Task prompt → Once the line holding "Target: tall grass" is found in the listing below, write it out and each later line exactly, up to and including the one holding "of the cycle".

Input material →

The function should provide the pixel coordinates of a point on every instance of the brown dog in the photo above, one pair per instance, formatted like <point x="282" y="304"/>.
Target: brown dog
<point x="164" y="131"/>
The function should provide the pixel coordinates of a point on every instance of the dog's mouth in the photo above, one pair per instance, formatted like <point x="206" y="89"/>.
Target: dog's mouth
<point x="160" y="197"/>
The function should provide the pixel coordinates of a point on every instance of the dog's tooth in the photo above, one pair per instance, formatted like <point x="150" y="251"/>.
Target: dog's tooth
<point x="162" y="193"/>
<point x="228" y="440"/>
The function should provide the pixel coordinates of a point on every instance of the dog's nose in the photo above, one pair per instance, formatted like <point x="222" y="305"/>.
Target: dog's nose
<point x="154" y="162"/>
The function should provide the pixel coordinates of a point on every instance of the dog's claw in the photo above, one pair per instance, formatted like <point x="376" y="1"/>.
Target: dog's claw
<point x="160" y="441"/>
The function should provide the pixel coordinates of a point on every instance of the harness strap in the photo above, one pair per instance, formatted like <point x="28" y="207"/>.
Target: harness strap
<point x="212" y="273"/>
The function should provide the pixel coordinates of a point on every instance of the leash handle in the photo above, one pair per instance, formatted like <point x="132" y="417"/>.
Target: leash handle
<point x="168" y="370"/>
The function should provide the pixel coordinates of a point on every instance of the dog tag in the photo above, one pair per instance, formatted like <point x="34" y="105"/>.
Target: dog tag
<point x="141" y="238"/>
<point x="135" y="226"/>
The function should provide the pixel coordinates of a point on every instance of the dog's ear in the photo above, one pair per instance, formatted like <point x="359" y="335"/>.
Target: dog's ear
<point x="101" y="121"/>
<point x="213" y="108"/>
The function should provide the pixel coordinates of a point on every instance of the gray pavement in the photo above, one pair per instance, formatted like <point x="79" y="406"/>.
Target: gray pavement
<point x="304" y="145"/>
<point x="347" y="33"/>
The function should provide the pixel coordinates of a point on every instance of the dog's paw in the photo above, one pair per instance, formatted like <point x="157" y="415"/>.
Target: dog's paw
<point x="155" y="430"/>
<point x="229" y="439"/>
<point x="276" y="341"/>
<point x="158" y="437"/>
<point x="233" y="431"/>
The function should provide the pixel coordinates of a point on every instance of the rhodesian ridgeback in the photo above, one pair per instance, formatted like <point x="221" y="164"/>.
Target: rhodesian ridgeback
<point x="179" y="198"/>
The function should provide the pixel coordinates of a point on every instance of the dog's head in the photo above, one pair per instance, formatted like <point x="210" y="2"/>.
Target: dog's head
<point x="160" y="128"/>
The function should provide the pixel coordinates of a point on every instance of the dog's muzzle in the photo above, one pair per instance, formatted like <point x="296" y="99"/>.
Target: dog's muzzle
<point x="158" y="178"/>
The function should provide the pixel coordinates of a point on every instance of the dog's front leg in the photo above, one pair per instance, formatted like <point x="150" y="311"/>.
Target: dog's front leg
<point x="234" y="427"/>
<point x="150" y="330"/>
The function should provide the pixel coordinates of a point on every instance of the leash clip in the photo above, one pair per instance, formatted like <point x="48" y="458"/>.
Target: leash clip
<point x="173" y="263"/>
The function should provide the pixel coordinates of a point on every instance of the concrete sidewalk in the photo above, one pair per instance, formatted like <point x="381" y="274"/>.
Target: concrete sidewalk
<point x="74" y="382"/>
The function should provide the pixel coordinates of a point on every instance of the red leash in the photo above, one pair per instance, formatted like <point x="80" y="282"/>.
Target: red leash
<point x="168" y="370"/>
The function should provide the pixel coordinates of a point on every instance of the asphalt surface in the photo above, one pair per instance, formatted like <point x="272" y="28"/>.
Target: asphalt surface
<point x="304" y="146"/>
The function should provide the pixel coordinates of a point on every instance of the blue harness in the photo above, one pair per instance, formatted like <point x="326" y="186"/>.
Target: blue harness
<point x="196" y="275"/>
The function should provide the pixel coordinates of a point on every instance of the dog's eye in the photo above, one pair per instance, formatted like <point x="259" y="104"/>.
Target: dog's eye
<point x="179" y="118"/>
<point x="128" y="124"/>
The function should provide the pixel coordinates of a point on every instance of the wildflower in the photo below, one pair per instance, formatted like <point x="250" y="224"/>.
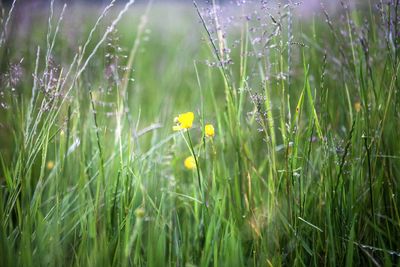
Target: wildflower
<point x="139" y="213"/>
<point x="184" y="121"/>
<point x="50" y="165"/>
<point x="190" y="163"/>
<point x="357" y="106"/>
<point x="209" y="130"/>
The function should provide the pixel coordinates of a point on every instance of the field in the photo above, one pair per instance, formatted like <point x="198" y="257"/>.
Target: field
<point x="245" y="133"/>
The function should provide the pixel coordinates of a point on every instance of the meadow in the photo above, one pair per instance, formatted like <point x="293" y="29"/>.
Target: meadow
<point x="243" y="133"/>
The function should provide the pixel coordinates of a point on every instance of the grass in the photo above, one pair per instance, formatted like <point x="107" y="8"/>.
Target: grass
<point x="303" y="168"/>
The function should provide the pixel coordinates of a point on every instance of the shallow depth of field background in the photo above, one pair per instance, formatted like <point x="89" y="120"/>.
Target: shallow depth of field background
<point x="303" y="169"/>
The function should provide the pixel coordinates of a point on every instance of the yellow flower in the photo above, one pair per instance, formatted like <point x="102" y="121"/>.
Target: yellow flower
<point x="184" y="121"/>
<point x="209" y="130"/>
<point x="139" y="213"/>
<point x="50" y="165"/>
<point x="357" y="106"/>
<point x="190" y="163"/>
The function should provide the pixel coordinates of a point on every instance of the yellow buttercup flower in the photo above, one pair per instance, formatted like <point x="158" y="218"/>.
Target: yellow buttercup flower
<point x="209" y="130"/>
<point x="50" y="165"/>
<point x="357" y="106"/>
<point x="190" y="163"/>
<point x="184" y="121"/>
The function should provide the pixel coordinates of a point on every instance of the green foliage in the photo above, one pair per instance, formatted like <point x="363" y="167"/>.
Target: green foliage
<point x="302" y="171"/>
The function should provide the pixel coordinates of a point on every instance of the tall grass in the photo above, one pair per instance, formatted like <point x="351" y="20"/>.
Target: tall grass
<point x="303" y="168"/>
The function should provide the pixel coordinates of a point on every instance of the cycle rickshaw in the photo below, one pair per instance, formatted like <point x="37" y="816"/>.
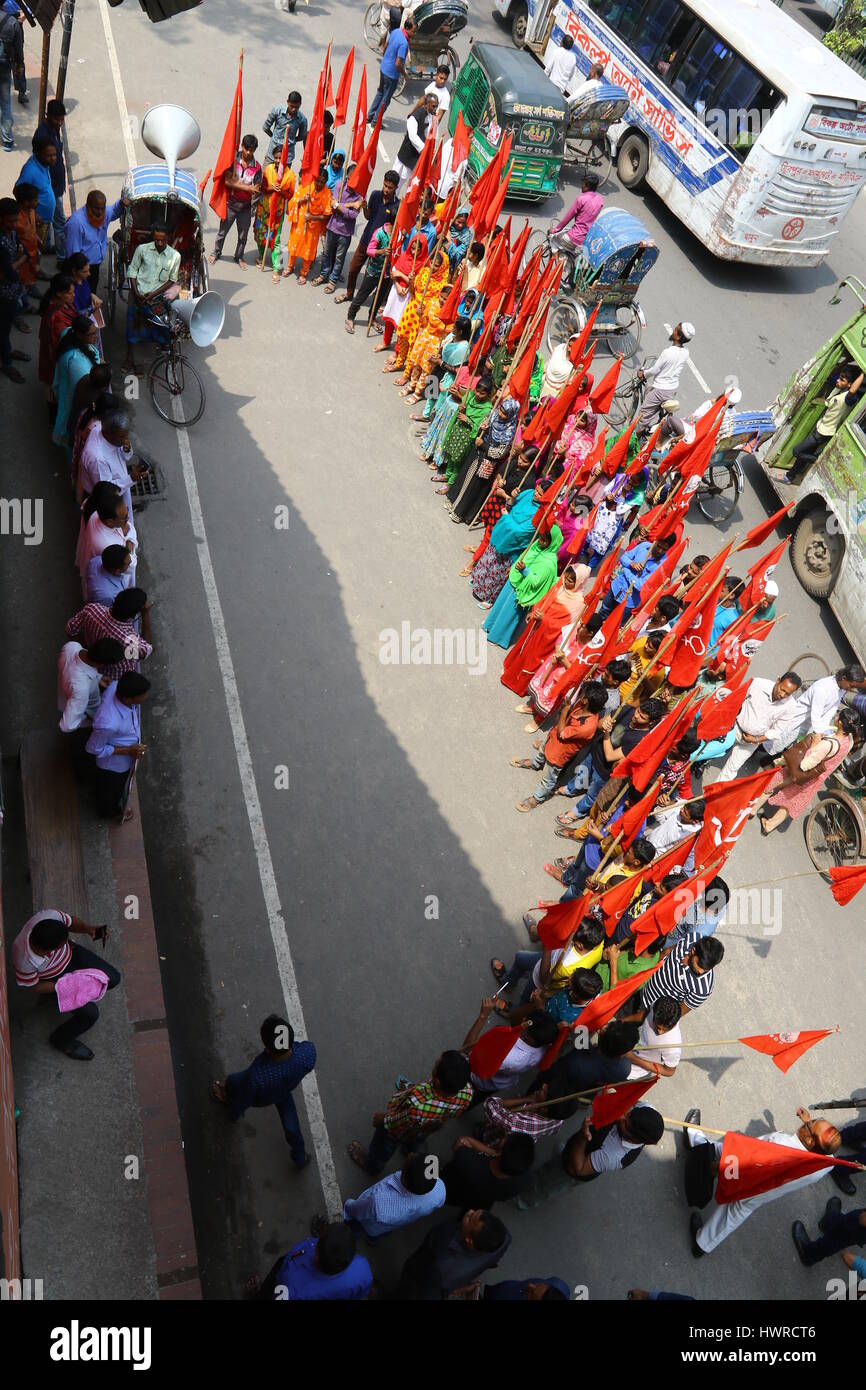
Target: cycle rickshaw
<point x="587" y="139"/>
<point x="437" y="22"/>
<point x="164" y="195"/>
<point x="606" y="271"/>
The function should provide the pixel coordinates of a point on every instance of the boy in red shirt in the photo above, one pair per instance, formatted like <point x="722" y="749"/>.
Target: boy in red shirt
<point x="574" y="730"/>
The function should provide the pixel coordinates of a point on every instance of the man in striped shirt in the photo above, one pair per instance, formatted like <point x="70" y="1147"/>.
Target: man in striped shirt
<point x="42" y="952"/>
<point x="685" y="975"/>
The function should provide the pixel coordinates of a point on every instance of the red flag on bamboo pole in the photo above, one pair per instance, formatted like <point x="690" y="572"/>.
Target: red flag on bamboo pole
<point x="344" y="88"/>
<point x="847" y="880"/>
<point x="786" y="1047"/>
<point x="749" y="1166"/>
<point x="228" y="150"/>
<point x="359" y="125"/>
<point x="314" y="143"/>
<point x="602" y="395"/>
<point x="359" y="180"/>
<point x="617" y="1100"/>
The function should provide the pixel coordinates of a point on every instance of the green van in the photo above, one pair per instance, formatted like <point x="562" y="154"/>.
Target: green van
<point x="501" y="88"/>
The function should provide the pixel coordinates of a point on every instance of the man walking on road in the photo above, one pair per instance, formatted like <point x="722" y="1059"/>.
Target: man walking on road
<point x="391" y="67"/>
<point x="270" y="1080"/>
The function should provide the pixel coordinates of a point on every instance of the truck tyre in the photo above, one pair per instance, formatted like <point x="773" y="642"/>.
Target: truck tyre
<point x="633" y="161"/>
<point x="816" y="553"/>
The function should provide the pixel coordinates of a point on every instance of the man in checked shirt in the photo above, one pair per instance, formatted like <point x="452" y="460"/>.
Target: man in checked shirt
<point x="416" y="1111"/>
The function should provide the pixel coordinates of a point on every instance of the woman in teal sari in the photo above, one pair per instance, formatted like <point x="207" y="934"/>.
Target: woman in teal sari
<point x="463" y="431"/>
<point x="77" y="353"/>
<point x="528" y="581"/>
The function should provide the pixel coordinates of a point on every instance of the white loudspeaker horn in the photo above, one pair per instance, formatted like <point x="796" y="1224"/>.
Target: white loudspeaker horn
<point x="171" y="132"/>
<point x="203" y="317"/>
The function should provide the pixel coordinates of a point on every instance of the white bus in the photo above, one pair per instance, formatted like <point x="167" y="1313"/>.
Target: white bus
<point x="747" y="127"/>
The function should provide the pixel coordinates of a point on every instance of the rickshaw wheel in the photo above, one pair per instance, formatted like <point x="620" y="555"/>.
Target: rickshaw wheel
<point x="592" y="153"/>
<point x="111" y="282"/>
<point x="628" y="339"/>
<point x="373" y="34"/>
<point x="173" y="377"/>
<point x="565" y="320"/>
<point x="833" y="834"/>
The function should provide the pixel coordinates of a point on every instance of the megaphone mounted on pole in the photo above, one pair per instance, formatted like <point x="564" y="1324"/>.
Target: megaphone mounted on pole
<point x="203" y="316"/>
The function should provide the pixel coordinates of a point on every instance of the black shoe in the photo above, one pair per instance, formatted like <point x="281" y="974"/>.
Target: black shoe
<point x="833" y="1208"/>
<point x="844" y="1182"/>
<point x="694" y="1226"/>
<point x="801" y="1240"/>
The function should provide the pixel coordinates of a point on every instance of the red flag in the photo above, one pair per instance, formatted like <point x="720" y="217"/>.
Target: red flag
<point x="601" y="1009"/>
<point x="519" y="385"/>
<point x="692" y="642"/>
<point x="228" y="150"/>
<point x="847" y="880"/>
<point x="617" y="1100"/>
<point x="491" y="1050"/>
<point x="615" y="901"/>
<point x="359" y="125"/>
<point x="749" y="1166"/>
<point x="359" y="180"/>
<point x="761" y="571"/>
<point x="602" y="395"/>
<point x="719" y="710"/>
<point x="344" y="88"/>
<point x="460" y="141"/>
<point x="634" y="818"/>
<point x="729" y="805"/>
<point x="765" y="528"/>
<point x="578" y="346"/>
<point x="647" y="756"/>
<point x="786" y="1047"/>
<point x="562" y="920"/>
<point x="617" y="453"/>
<point x="314" y="143"/>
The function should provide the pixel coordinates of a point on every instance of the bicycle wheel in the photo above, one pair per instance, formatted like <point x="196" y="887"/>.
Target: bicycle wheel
<point x="171" y="378"/>
<point x="833" y="836"/>
<point x="627" y="335"/>
<point x="562" y="323"/>
<point x="719" y="492"/>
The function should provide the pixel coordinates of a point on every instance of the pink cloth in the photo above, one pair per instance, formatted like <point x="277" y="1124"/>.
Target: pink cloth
<point x="78" y="987"/>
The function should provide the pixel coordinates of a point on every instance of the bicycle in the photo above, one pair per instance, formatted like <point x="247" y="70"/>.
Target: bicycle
<point x="173" y="377"/>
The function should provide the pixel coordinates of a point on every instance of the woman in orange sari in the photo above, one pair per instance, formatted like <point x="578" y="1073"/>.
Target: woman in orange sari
<point x="426" y="348"/>
<point x="410" y="323"/>
<point x="552" y="622"/>
<point x="307" y="214"/>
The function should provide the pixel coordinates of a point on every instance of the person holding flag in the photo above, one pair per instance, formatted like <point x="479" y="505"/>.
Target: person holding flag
<point x="813" y="1137"/>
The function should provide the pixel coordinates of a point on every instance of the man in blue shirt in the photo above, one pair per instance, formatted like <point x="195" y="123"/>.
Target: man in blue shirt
<point x="391" y="67"/>
<point x="317" y="1269"/>
<point x="38" y="171"/>
<point x="270" y="1080"/>
<point x="52" y="129"/>
<point x="88" y="230"/>
<point x="634" y="569"/>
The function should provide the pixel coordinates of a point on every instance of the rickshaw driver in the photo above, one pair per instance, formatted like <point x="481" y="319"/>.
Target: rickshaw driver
<point x="153" y="284"/>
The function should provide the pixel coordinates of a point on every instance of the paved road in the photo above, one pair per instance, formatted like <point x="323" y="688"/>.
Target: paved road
<point x="399" y="783"/>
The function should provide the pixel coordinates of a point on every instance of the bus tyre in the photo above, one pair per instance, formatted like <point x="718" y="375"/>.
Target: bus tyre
<point x="633" y="161"/>
<point x="816" y="553"/>
<point x="519" y="15"/>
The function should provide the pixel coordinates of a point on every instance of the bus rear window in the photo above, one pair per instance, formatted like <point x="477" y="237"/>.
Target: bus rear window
<point x="841" y="123"/>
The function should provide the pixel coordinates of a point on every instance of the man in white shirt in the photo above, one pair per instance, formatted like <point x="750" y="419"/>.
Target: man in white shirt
<point x="769" y="716"/>
<point x="79" y="680"/>
<point x="663" y="377"/>
<point x="562" y="64"/>
<point x="812" y="1137"/>
<point x="819" y="704"/>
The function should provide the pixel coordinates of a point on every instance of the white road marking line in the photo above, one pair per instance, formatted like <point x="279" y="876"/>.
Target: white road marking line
<point x="690" y="363"/>
<point x="288" y="980"/>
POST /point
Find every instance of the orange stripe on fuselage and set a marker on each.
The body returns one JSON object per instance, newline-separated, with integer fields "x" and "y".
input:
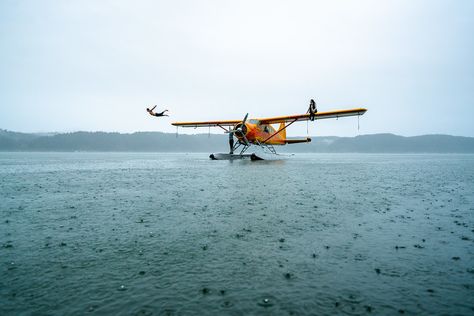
{"x": 259, "y": 133}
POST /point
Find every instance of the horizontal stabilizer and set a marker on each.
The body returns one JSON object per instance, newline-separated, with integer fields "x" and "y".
{"x": 296, "y": 141}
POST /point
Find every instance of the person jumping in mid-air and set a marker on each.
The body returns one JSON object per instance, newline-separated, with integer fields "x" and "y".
{"x": 150, "y": 111}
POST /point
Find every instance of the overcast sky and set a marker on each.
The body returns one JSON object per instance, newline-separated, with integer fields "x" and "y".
{"x": 96, "y": 65}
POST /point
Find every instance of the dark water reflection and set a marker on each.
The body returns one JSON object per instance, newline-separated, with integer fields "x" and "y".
{"x": 178, "y": 234}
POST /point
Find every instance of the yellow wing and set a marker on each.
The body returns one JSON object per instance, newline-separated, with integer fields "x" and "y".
{"x": 207, "y": 123}
{"x": 317, "y": 116}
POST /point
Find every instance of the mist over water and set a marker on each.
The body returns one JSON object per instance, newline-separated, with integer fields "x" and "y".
{"x": 179, "y": 234}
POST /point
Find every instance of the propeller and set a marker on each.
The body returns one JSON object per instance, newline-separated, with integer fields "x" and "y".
{"x": 240, "y": 129}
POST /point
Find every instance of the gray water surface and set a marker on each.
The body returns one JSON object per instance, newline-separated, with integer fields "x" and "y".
{"x": 179, "y": 234}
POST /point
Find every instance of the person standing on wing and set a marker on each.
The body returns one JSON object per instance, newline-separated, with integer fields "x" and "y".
{"x": 150, "y": 111}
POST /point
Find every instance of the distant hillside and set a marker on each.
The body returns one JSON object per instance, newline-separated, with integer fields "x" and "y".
{"x": 166, "y": 142}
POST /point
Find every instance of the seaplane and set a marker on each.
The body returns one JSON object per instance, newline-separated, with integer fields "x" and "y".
{"x": 262, "y": 135}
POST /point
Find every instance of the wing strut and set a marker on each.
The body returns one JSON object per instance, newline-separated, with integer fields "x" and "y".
{"x": 273, "y": 135}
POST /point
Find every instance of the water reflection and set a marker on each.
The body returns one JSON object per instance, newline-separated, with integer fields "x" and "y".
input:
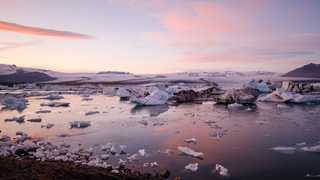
{"x": 153, "y": 111}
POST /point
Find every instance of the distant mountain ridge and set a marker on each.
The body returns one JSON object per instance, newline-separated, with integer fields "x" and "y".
{"x": 307, "y": 71}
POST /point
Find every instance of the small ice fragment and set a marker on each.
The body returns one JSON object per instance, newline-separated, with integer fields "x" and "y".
{"x": 190, "y": 152}
{"x": 115, "y": 171}
{"x": 133, "y": 157}
{"x": 193, "y": 167}
{"x": 43, "y": 111}
{"x": 35, "y": 120}
{"x": 79, "y": 124}
{"x": 56, "y": 104}
{"x": 315, "y": 148}
{"x": 91, "y": 113}
{"x": 235, "y": 106}
{"x": 17, "y": 119}
{"x": 221, "y": 171}
{"x": 142, "y": 152}
{"x": 154, "y": 164}
{"x": 301, "y": 144}
{"x": 48, "y": 126}
{"x": 191, "y": 140}
{"x": 284, "y": 149}
{"x": 261, "y": 122}
{"x": 104, "y": 156}
{"x": 54, "y": 97}
{"x": 122, "y": 162}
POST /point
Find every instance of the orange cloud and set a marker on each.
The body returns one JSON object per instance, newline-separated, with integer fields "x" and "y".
{"x": 17, "y": 28}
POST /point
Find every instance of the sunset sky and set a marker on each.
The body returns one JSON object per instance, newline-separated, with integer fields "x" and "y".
{"x": 160, "y": 36}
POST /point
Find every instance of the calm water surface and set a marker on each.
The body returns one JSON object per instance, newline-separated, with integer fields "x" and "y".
{"x": 243, "y": 148}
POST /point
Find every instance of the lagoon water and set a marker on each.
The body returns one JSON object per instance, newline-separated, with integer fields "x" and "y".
{"x": 239, "y": 139}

The answer →
Target: tall grass
<point x="303" y="168"/>
The function should provide the pixel coordinates of a point on every instance of the cycle rickshaw in the photo below, one pair per instance, formatted like <point x="37" y="816"/>.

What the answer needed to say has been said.